Article:
** start **

Indeed, the book speaks for itself.

* “It was a fine morning. The wind of the last two days had subsided and the going was the best and most equable of any I had yet. The floes were large and old, hard and clear, and were surrounded by pressure ridges, some of which were almost stupendous.” Explorer Robert E. Peary on his search for the North Pole, September 1909.

* “. . . there was a succession of snorts like a steam engine blowing off steam. It was a rhinoceros. . . . While a rhinoceros’s short suit is brains, his long suit is courage, and he is a particularly exasperating creature to deal with, because he has not sense enough to know that you can harm him, and he has enough bad temper to want to harm you.” Theodore Roosevelt, January 1911.

* “The heartbreaking tenderness of black women and their majestic strength speak of the heroic survival of a people who were stolen into subjugation, denied chastity, and refused innocence.” Maya Angelou, August 1989.

** end **

Source material:
** start **

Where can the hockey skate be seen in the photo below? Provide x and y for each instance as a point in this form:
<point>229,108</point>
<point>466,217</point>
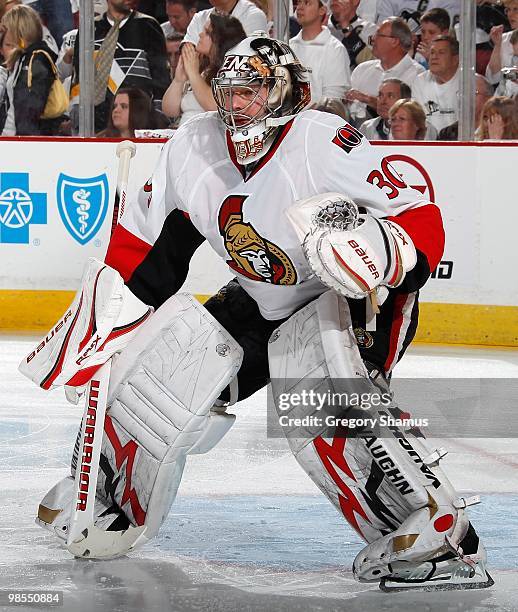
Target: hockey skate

** end **

Instructions to follow:
Pull out the passage from the quotations above, starting with "Indeed, the book" and going on through "Pole, September 1909.", word for word.

Solution for this exercise:
Indeed, the book speaks for itself.

* “It was a fine morning. The wind of the last two days had subsided and the going was the best and most equable of any I had yet. The floes were large and old, hard and clear, and were surrounded by pressure ridges, some of which were almost stupendous.” Explorer Robert E. Peary on his search for the North Pole, September 1909.